Exercise description:
Put the material, from the line containing "Target: granite cliff" through the end of the material, into a Markdown table with the columns Number and Line. Number each line and omit blank lines.

_ _ _ _ _ _ _

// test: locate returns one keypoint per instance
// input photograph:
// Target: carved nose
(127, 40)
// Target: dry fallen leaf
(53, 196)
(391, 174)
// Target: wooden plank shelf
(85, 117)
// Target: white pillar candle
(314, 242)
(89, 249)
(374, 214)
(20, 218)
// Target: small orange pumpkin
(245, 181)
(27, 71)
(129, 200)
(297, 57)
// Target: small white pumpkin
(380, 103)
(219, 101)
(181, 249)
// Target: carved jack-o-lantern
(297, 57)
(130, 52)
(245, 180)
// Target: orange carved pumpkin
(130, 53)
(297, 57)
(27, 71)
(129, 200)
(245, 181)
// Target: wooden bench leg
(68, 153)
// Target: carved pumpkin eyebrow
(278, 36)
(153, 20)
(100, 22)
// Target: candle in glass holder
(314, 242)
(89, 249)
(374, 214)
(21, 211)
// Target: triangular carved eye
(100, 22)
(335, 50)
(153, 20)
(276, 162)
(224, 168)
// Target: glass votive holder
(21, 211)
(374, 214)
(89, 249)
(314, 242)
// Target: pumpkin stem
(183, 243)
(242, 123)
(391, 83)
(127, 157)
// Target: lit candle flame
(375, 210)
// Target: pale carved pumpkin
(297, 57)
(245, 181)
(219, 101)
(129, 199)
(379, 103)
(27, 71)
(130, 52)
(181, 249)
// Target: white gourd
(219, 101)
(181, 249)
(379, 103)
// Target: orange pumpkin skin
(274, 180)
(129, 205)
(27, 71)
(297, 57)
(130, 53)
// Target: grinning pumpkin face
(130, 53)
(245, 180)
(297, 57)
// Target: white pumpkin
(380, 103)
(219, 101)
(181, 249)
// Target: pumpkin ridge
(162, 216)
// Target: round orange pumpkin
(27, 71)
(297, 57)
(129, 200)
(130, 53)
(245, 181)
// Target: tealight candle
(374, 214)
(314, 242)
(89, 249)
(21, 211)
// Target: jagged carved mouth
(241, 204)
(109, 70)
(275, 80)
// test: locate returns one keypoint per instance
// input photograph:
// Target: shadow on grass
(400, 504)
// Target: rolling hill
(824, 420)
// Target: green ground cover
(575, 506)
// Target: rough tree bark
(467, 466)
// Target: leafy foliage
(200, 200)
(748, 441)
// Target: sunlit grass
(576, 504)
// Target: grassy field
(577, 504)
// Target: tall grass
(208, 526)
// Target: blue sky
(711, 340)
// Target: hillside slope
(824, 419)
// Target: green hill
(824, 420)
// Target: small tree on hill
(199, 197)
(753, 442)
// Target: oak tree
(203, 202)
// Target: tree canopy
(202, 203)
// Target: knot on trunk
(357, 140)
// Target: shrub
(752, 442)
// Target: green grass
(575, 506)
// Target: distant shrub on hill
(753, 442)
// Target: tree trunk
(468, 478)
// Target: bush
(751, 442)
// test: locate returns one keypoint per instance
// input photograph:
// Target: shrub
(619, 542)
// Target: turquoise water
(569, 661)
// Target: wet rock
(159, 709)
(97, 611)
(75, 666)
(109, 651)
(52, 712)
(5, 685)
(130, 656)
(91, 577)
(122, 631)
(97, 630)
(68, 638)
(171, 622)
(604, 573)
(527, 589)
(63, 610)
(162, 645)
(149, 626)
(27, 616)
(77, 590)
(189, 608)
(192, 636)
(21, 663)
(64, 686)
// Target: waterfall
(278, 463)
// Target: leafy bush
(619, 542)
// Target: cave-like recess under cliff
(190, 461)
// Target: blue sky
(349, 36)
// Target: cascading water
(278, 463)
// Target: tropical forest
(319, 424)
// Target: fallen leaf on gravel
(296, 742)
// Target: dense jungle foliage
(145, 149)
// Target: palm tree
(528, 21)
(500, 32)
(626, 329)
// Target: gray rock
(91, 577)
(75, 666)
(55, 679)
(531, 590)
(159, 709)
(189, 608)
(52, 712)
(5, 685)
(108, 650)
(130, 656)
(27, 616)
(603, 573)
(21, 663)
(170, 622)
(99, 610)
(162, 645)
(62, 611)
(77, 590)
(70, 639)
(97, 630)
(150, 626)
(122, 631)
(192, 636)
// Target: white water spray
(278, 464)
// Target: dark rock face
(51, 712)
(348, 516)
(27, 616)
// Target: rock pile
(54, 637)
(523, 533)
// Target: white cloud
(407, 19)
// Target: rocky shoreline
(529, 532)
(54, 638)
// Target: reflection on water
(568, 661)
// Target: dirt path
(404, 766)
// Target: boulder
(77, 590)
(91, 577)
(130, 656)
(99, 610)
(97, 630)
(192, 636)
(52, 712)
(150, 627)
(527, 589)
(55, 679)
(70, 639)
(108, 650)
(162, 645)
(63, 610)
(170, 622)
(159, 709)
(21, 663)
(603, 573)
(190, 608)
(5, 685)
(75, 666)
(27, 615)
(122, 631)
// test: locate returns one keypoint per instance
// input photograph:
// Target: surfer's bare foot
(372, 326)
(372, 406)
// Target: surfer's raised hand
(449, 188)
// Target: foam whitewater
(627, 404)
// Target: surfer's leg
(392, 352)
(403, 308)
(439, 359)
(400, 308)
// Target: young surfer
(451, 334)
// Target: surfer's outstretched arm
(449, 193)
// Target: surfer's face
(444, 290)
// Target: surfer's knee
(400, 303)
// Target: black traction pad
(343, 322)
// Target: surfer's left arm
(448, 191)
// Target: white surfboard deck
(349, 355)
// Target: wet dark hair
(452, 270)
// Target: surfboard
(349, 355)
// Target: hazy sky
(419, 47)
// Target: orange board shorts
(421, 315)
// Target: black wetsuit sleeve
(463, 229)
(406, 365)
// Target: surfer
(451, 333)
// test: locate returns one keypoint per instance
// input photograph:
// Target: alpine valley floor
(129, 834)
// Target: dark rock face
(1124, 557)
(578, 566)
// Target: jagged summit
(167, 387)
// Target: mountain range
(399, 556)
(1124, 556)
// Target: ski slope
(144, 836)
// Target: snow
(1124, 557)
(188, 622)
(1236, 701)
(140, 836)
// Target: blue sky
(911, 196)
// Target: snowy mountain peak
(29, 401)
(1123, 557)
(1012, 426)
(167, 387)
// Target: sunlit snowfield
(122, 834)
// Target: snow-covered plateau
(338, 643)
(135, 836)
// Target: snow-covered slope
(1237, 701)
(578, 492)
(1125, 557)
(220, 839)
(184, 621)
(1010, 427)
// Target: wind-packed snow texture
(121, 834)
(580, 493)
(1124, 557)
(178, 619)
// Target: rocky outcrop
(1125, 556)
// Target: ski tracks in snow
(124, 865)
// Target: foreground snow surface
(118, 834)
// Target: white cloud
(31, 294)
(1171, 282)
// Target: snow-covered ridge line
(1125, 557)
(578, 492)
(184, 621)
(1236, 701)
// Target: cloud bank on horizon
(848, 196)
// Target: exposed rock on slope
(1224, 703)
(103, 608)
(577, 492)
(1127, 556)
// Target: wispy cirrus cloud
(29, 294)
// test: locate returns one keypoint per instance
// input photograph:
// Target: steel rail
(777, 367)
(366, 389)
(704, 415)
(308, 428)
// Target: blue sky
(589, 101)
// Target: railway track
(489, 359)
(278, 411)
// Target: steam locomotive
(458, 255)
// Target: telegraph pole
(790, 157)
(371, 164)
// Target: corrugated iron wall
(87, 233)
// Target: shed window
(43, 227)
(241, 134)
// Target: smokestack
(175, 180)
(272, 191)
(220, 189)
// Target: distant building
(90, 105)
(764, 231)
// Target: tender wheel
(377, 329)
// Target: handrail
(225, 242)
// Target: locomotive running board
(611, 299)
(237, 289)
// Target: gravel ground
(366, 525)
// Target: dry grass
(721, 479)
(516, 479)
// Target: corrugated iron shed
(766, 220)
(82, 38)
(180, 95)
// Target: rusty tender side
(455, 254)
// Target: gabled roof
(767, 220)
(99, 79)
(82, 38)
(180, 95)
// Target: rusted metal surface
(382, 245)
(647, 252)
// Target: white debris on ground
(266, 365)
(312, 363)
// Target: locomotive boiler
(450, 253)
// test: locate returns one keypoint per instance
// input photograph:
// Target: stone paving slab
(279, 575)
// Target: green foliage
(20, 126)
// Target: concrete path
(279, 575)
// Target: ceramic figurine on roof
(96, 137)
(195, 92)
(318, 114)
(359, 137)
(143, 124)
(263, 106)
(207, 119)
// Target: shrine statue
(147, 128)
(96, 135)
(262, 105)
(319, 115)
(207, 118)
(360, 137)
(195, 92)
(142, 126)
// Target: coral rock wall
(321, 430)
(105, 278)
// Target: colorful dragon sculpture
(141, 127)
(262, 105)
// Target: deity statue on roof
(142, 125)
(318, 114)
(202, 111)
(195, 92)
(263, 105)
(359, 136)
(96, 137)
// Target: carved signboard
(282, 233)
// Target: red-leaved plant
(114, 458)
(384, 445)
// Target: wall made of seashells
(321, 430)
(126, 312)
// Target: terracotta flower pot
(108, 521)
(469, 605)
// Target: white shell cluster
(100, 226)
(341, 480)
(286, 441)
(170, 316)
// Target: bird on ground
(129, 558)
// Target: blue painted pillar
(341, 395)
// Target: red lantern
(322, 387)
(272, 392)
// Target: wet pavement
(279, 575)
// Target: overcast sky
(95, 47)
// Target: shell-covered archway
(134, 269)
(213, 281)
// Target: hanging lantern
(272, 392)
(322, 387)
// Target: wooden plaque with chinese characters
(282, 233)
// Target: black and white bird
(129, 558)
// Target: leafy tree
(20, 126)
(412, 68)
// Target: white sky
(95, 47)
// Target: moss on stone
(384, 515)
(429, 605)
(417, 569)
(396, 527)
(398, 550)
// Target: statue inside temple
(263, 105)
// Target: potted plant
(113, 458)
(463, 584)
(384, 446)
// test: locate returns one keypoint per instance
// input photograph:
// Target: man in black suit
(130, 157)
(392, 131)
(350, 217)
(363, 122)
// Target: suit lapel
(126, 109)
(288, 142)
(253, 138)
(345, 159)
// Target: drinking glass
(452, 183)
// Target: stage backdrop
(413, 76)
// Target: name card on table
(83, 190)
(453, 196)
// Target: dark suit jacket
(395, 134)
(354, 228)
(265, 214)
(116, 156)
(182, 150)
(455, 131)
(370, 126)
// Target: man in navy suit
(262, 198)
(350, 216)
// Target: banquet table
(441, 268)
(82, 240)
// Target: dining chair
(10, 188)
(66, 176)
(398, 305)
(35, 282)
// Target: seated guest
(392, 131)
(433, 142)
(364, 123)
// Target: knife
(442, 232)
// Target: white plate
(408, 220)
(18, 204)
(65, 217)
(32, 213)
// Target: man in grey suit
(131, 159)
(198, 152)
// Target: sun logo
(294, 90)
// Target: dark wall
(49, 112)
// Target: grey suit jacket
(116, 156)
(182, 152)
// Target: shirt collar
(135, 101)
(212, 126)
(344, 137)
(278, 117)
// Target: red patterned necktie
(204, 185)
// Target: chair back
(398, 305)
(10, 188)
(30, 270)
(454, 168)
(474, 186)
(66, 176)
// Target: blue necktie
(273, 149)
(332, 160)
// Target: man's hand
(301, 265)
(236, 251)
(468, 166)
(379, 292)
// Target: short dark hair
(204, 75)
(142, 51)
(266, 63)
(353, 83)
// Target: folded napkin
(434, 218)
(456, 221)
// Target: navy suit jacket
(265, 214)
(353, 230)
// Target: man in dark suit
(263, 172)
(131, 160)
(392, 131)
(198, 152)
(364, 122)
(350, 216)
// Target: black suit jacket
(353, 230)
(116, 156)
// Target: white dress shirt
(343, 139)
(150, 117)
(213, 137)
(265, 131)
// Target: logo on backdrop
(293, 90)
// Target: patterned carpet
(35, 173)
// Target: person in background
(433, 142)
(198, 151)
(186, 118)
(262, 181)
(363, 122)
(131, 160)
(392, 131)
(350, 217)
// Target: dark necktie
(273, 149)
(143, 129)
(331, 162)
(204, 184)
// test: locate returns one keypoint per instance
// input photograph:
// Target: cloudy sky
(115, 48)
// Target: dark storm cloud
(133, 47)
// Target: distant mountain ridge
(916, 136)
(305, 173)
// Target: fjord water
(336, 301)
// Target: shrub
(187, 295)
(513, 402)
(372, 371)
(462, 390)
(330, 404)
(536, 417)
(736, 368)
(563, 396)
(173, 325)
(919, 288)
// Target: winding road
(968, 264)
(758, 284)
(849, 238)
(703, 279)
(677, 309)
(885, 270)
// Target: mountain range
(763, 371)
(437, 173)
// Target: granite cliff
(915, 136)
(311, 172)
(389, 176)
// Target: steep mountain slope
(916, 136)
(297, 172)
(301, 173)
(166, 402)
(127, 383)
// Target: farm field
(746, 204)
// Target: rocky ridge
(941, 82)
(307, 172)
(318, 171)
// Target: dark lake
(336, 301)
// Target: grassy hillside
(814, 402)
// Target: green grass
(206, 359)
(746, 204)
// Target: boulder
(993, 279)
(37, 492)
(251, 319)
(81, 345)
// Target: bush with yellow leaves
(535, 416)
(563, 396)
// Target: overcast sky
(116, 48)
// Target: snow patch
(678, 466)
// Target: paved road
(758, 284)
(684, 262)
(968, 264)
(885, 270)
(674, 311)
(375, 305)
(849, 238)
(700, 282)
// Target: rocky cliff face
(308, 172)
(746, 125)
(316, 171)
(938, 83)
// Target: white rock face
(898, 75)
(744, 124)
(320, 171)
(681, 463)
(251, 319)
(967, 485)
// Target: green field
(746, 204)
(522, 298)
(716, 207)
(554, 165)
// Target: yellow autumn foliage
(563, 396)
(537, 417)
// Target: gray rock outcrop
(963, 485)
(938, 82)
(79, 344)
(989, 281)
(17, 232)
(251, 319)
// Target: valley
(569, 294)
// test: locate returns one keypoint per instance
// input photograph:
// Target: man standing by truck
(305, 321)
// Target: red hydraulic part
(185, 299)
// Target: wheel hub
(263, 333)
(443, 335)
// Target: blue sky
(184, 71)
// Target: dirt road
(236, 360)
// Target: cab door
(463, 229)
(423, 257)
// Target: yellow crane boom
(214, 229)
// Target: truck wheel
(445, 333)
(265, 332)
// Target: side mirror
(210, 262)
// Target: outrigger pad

_ _ _ _ _ _ _

Exercise result:
| Number | Line |
|---|---|
| 1 | // Target: granite cliff |
| 2 | (915, 136) |
| 3 | (311, 172) |
| 4 | (389, 176) |
| 5 | // Target: steep mountain slope |
| 6 | (916, 136) |
| 7 | (297, 172) |
| 8 | (301, 173) |
| 9 | (166, 402) |
| 10 | (127, 383) |
| 11 | // Target: farm field |
| 12 | (746, 204) |
| 13 | // Target: rocky ridge |
| 14 | (941, 82) |
| 15 | (307, 172) |
| 16 | (318, 171) |
| 17 | // Target: dark lake |
| 18 | (336, 301) |
| 19 | // Target: grassy hillside |
| 20 | (814, 402) |
| 21 | // Target: green grass |
| 22 | (206, 359) |
| 23 | (746, 204) |
| 24 | // Target: boulder |
| 25 | (993, 279) |
| 26 | (37, 492) |
| 27 | (251, 319) |
| 28 | (81, 345) |
| 29 | // Target: bush with yellow leaves |
| 30 | (535, 416) |
| 31 | (563, 396) |
| 32 | // Target: overcast sky |
| 33 | (116, 48) |
| 34 | // Target: snow patch |
| 35 | (678, 466) |
| 36 | // Target: paved road |
| 37 | (758, 284) |
| 38 | (684, 262) |
| 39 | (968, 264) |
| 40 | (885, 270) |
| 41 | (674, 311) |
| 42 | (375, 305) |
| 43 | (849, 238) |
| 44 | (700, 282) |
| 45 | // Target: rocky cliff face |
| 46 | (308, 172) |
| 47 | (746, 125) |
| 48 | (316, 171) |
| 49 | (938, 83) |
| 50 | // Target: white rock face |
| 51 | (898, 75) |
| 52 | (744, 124) |
| 53 | (320, 171) |
| 54 | (681, 463) |
| 55 | (251, 319) |
| 56 | (967, 485) |
| 57 | // Target: green field |
| 58 | (746, 204) |
| 59 | (522, 298) |
| 60 | (716, 207) |
| 61 | (554, 165) |
| 62 | // Target: yellow autumn foliage |
| 63 | (563, 396) |
| 64 | (537, 417) |
| 65 | // Target: gray rock outcrop |
| 66 | (963, 485) |
| 67 | (938, 82) |
| 68 | (79, 344) |
| 69 | (989, 281) |
| 70 | (17, 232) |
| 71 | (251, 319) |
| 72 | // Target: valley |
| 73 | (569, 294) |
| 74 | // test: locate returns one keypoint per instance |
| 75 | // input photograph: |
| 76 | // Target: man standing by truck |
| 77 | (305, 321) |
| 78 | // Target: red hydraulic part |
| 79 | (185, 299) |
| 80 | // Target: wheel hub |
| 81 | (263, 333) |
| 82 | (443, 335) |
| 83 | // Target: blue sky |
| 84 | (184, 71) |
| 85 | // Target: dirt road |
| 86 | (236, 360) |
| 87 | // Target: cab door |
| 88 | (463, 229) |
| 89 | (423, 257) |
| 90 | // Target: yellow crane boom |
| 91 | (214, 229) |
| 92 | // Target: truck wheel |
| 93 | (445, 333) |
| 94 | (265, 332) |
| 95 | // Target: side mirror |
| 96 | (210, 262) |
| 97 | // Target: outrigger pad |